## begin INPUT RECORDS

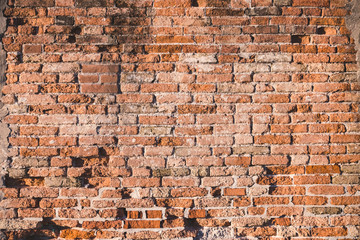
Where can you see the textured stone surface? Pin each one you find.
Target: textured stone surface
(179, 119)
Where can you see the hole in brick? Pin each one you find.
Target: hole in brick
(65, 20)
(296, 39)
(194, 3)
(76, 30)
(300, 39)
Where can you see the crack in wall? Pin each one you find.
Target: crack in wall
(352, 23)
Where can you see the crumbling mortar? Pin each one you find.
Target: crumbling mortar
(4, 129)
(352, 23)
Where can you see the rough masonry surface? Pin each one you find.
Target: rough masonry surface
(179, 119)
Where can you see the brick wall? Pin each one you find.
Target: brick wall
(187, 119)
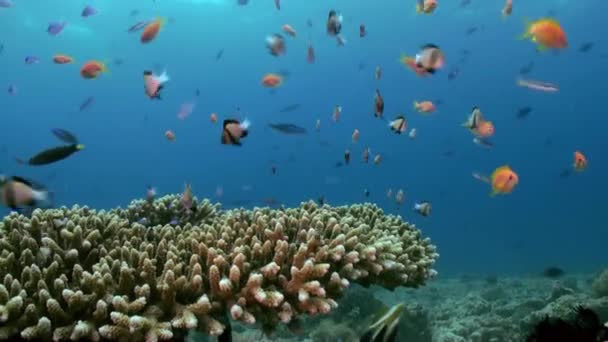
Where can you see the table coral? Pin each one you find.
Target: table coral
(69, 274)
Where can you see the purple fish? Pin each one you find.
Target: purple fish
(56, 27)
(32, 60)
(138, 26)
(88, 11)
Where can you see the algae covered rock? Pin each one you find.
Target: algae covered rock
(69, 274)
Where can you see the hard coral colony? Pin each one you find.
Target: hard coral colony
(85, 274)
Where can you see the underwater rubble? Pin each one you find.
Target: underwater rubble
(155, 271)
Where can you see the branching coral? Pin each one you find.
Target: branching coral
(70, 274)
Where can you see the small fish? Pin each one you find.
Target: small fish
(288, 128)
(137, 26)
(32, 60)
(378, 104)
(337, 112)
(586, 47)
(423, 208)
(170, 135)
(219, 54)
(65, 136)
(365, 155)
(483, 142)
(18, 193)
(153, 84)
(413, 133)
(453, 73)
(538, 85)
(377, 159)
(290, 108)
(233, 131)
(310, 54)
(187, 197)
(378, 72)
(526, 69)
(399, 197)
(185, 110)
(88, 11)
(150, 193)
(55, 27)
(580, 161)
(523, 112)
(86, 103)
(399, 125)
(355, 136)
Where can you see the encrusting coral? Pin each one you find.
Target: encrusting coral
(69, 274)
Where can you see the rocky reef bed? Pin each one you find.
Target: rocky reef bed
(156, 270)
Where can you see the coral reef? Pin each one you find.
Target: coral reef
(69, 274)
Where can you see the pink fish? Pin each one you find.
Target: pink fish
(185, 110)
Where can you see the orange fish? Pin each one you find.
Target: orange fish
(92, 69)
(170, 135)
(272, 80)
(503, 180)
(426, 6)
(410, 62)
(62, 59)
(546, 33)
(508, 9)
(424, 106)
(310, 57)
(580, 161)
(289, 30)
(336, 113)
(151, 30)
(153, 84)
(356, 135)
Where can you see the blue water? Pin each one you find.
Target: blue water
(548, 220)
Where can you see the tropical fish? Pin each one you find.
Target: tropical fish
(399, 125)
(503, 180)
(547, 33)
(151, 30)
(88, 11)
(288, 128)
(92, 69)
(233, 131)
(276, 44)
(18, 193)
(423, 208)
(153, 84)
(580, 161)
(56, 27)
(272, 80)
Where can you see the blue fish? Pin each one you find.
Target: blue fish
(56, 27)
(88, 11)
(31, 60)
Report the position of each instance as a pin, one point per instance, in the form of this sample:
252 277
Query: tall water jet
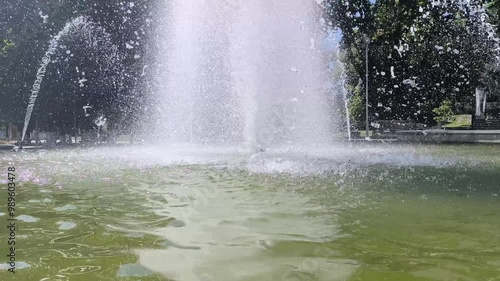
240 72
94 37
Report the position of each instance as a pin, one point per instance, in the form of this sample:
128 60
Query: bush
444 113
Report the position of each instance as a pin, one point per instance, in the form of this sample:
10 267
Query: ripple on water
19 265
27 218
133 270
65 225
46 200
67 207
177 223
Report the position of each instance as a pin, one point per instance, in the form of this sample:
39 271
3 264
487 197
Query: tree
421 53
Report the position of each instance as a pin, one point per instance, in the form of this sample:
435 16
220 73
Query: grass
463 121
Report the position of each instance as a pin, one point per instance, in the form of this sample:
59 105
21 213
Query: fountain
95 38
239 74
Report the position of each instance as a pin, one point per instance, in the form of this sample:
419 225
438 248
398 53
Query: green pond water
357 213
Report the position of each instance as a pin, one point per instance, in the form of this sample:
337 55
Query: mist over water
239 72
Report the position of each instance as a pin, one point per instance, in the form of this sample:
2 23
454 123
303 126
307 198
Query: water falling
94 37
475 10
241 72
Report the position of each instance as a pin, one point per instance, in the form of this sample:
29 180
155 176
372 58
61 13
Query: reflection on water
359 213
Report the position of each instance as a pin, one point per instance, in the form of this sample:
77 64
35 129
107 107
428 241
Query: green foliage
444 113
420 54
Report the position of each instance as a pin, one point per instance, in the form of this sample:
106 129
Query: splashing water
95 38
239 74
475 9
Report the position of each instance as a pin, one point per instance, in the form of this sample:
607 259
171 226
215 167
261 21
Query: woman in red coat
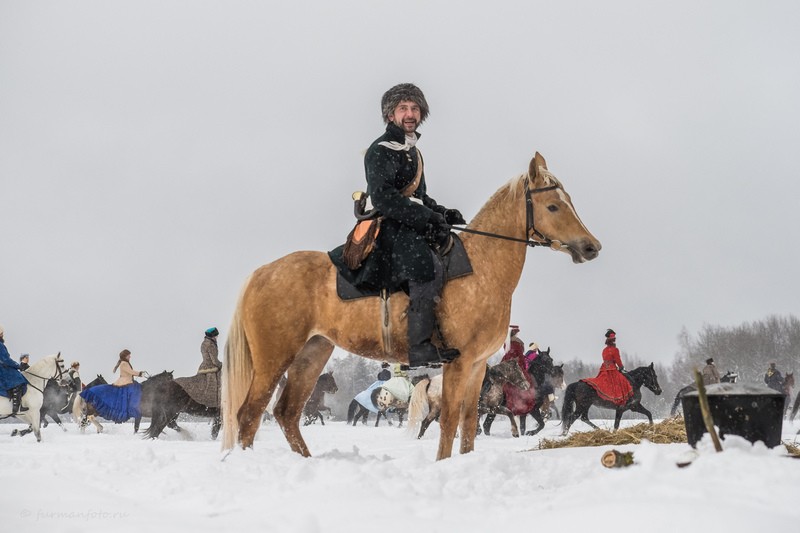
518 401
610 384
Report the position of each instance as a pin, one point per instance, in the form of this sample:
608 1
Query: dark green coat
401 252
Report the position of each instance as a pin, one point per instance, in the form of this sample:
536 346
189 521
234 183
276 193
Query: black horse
552 380
729 377
580 396
58 399
163 400
316 402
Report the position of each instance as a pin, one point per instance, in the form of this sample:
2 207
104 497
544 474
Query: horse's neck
38 375
636 377
498 262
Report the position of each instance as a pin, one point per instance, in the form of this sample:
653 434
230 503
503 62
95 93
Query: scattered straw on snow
669 431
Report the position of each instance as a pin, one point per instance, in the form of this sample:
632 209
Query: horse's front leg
487 423
639 408
469 413
512 419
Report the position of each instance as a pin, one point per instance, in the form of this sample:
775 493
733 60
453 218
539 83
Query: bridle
530 227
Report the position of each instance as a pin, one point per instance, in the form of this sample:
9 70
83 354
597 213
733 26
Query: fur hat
398 93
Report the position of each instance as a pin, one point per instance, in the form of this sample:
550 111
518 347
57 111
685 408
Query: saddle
456 264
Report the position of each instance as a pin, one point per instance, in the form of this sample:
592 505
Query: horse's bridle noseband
530 227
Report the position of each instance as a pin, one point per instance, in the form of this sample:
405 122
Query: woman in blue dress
120 400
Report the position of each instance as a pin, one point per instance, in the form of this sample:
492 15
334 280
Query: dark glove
454 216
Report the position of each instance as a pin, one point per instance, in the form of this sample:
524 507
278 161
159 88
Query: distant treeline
746 349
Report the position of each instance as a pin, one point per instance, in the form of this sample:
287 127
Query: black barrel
751 411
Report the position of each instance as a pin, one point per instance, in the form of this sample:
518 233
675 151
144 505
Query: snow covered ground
380 479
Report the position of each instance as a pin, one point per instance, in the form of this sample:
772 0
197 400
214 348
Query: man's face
406 115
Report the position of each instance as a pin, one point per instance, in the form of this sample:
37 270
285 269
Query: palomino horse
59 398
50 367
84 413
729 377
316 402
546 377
788 385
583 396
271 333
541 409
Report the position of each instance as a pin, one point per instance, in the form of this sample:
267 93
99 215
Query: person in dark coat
120 400
204 387
773 378
385 374
12 382
610 383
414 227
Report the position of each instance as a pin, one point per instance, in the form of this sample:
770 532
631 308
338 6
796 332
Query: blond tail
237 374
418 406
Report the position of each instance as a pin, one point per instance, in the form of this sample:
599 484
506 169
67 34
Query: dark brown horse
316 402
729 377
272 332
426 400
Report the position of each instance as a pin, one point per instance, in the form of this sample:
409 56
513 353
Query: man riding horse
204 387
414 228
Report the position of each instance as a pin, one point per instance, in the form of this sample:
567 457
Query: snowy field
380 479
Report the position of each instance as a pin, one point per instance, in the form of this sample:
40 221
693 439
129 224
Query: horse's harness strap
530 227
386 331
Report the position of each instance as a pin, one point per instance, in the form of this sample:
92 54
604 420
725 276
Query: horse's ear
536 162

## end INPUT RECORDS

Print all of the entries word for word. Omit the pictures they contain.

Where can you see the textured stone surface? Pin each one you find.
Target: textured stone surface
(179, 119)
Where can you see the hole in brick? Pin each one you find.
Target: hole in brick
(65, 20)
(296, 39)
(194, 3)
(76, 30)
(300, 39)
Where can you see the crack in wall? Pin each one you find.
Target: crack in wall
(352, 23)
Where can you see the crumbling mortar? Pin each one you find.
Target: crumbling mortar
(4, 129)
(352, 23)
Where can you see the rough masonry surface? Pin each one you find.
Target: rough masonry surface
(179, 119)
Where can you see the brick wall? Pin each one you find.
Target: brick wall
(187, 119)
Where can you see the table coral? Pin each one you find.
Target: table coral
(69, 274)
Where can you see the purple fish? Pin each one you find.
Target: purple fish
(56, 27)
(32, 60)
(138, 26)
(88, 11)
Where can you see the algae covered rock? Pin each one you find.
Target: algae covered rock
(69, 274)
Where can you see the hard coral colony? Pin each one you find.
Target: hard coral colony
(85, 274)
Where can you see the underwater rubble? Pin each one you find.
Target: underwater rubble
(155, 271)
Where can you see the branching coral? Pin each one you find.
Target: branching coral
(70, 274)
Where can you see the small fish? Pin each one you find.
Target: small fish
(288, 128)
(137, 26)
(32, 60)
(378, 104)
(337, 112)
(586, 47)
(423, 208)
(170, 135)
(219, 54)
(65, 136)
(365, 155)
(483, 142)
(18, 193)
(153, 84)
(413, 133)
(453, 73)
(538, 85)
(377, 159)
(290, 108)
(233, 131)
(310, 54)
(187, 197)
(378, 72)
(526, 69)
(399, 197)
(185, 110)
(88, 11)
(150, 193)
(55, 27)
(580, 161)
(523, 112)
(86, 103)
(399, 125)
(355, 136)
Where can you see the encrusting coral? Pin each one you find.
Target: encrusting coral
(69, 274)
Where can you see the rocky reef bed? Pin each one you find.
Target: rocky reef bed
(156, 270)
Where can you see the coral reef? Pin each one you find.
Target: coral reef
(69, 274)
Where can you see the pink fish? Pin each one you find.
Target: pink fish
(185, 110)
Where can you see the orange fish? Pin each one you find.
Target: orange fish
(92, 69)
(170, 135)
(272, 80)
(503, 180)
(426, 6)
(410, 62)
(62, 59)
(546, 33)
(508, 9)
(424, 106)
(310, 57)
(580, 161)
(289, 30)
(336, 113)
(151, 30)
(153, 84)
(356, 135)
Where can you see the blue water? Pin each one you find.
Target: blue water
(548, 220)
Where can you see the tropical fish? Pin each one you find.
Target: tropical fish
(399, 125)
(503, 180)
(547, 33)
(151, 30)
(88, 11)
(288, 128)
(92, 69)
(233, 131)
(276, 44)
(18, 193)
(423, 208)
(153, 84)
(580, 161)
(56, 27)
(272, 80)
Where can you see the blue fish? Pin each one you find.
Target: blue fish
(56, 27)
(88, 11)
(31, 60)
Report the position of each instance as a pin, one point per instance, in the form of this sample:
252 277
Query: tall water jet
240 72
94 37
Report the position of each instance as a pin, one point per instance, in the form of this sample:
128 60
Query: bush
444 113
Report the position of each instance as a pin, one point per instance, in the form of this sample:
10 267
Query: ripple on water
19 265
27 218
133 270
65 225
46 200
67 207
177 223
Report the position of each instance as a pin, one point per instance, in the form of this sample:
39 271
3 264
487 197
Query: tree
421 53
Report the position of each instance as a pin, one point per instance, in the form of this sample:
435 16
220 73
Query: grass
463 121
Report the position of each instance as a pin, one point per instance, in the form of this sample:
59 105
21 213
Query: fountain
95 38
239 74
Report the position of each instance as a pin, one point per instance, in the form of this sample:
419 225
438 248
398 53
Query: green pond water
357 213
Report the position of each instance as a pin, one point per instance, in the form of this sample:
337 55
Query: mist over water
239 72
Report the position of each instance as a pin, one point per instance, in the form of this sample:
2 23
454 123
303 126
307 198
Query: water falling
94 37
475 10
241 72
Report the position of each instance as a pin, one point per instance, in the form of this sample:
29 180
155 176
372 58
61 13
Query: reflection on water
359 213
Report the position of each instance as a pin, one point per instance, in the form of this sample:
77 64
35 129
107 107
428 241
Query: green foliage
444 113
420 54
Report the position of each instance as a pin, one point per instance, in the form of this sample:
106 129
Query: splashing water
95 38
239 74
475 9
Report the position of each instance as a pin, one point per instance, in the form of this sample:
607 259
171 226
215 167
261 21
Query: woman in red coat
518 401
610 384
Report the position of each instance as a pin, one point per instance, in the form of this sample:
608 1
Query: dark green coat
401 252
Report the position of each instance as a pin, one point per instance, in the form of this sample:
536 346
189 521
234 183
276 193
Query: black horse
552 380
729 377
580 396
58 399
163 400
316 402
Report the position of each instance as a pin, one point per instance, in the form of this sample:
2 207
104 497
544 474
Query: horse's neck
38 375
636 377
498 262
Report the position of each instance as a pin, one point per instance, in the form of this sample:
653 434
230 503
503 62
95 93
Query: scattered straw on snow
669 431
Report the position of each instance as a pin, one point per instance, in the form of this sample:
632 209
Query: horse's front leg
487 423
639 408
469 413
512 419
Report the position of each instance as a pin, one point per instance, in the form of this sample:
775 493
733 60
453 218
539 83
Query: bridle
530 227
Report the position of each instance as a pin, one point per instance, in the form of this sample:
9 70
83 354
597 213
733 26
Query: fur hat
398 93
Report the position of each instance as a pin, one point per instance, in the form of this sample:
550 111
518 347
57 111
685 408
Query: saddle
456 264
Report the position of each instance as a pin, one point per instance, in the form of this sample:
592 505
Query: horse's bridle noseband
530 227
Report the position of each instance as a pin, one point per instance, in the form of this sample:
405 122
Query: woman in blue dress
120 400
Report the position of each instance as a pin, one point per instance, in the form of this sample:
492 15
334 280
Query: dark glove
454 216
Report the position of each instance as a pin, one point per instance, in the form of this sample:
524 507
278 161
159 88
Query: distant treeline
746 349
Report the position of each instance as a pin, one point per instance, in the form of this sample:
287 127
Query: black barrel
751 411
Report the position of each instance as a pin, one point per instance, in the form of this sample:
518 233
675 151
144 505
Query: snow covered ground
380 479
Report the position of each instance as a pin, one point per instance, in the form of this sample:
772 0
197 400
214 348
Query: man's face
406 115
Report the position of each instance as a pin, one point per instance, in the form of this sample:
37 270
285 269
Query: palomino horse
59 398
50 367
84 413
729 377
316 402
546 377
788 385
583 396
271 333
541 409
Report the position of each instance as a pin, one point per instance, in the form of this sample:
267 93
99 215
Query: person in dark coat
120 400
204 387
773 378
385 374
12 382
610 383
414 227
Report the position of each instance as a pin, one point per instance, in the form of this sample:
770 532
631 308
338 6
796 332
Query: blond tail
237 374
418 406
Report the position of each instance as a pin, one point per instance, in the form of this sample:
599 484
506 169
67 34
Query: dark brown horse
316 402
729 377
272 332
426 400
Report the position of each instance as a pin, one point per instance, in the form of this sample:
409 56
513 353
Query: man riding horse
204 387
414 228
Report the position of each instance as a pin, one point per instance, in the form of this sample:
567 457
Query: snowy field
380 479
Report the position of each instance as a pin, one point per instance, in the form of this sample:
40 221
693 439
129 224
Query: horse's harness strap
530 227
386 331
Report the position of each instance as a pin, one point per instance, in the form of this sample:
92 54
604 420
725 276
Query: horse's ear
536 162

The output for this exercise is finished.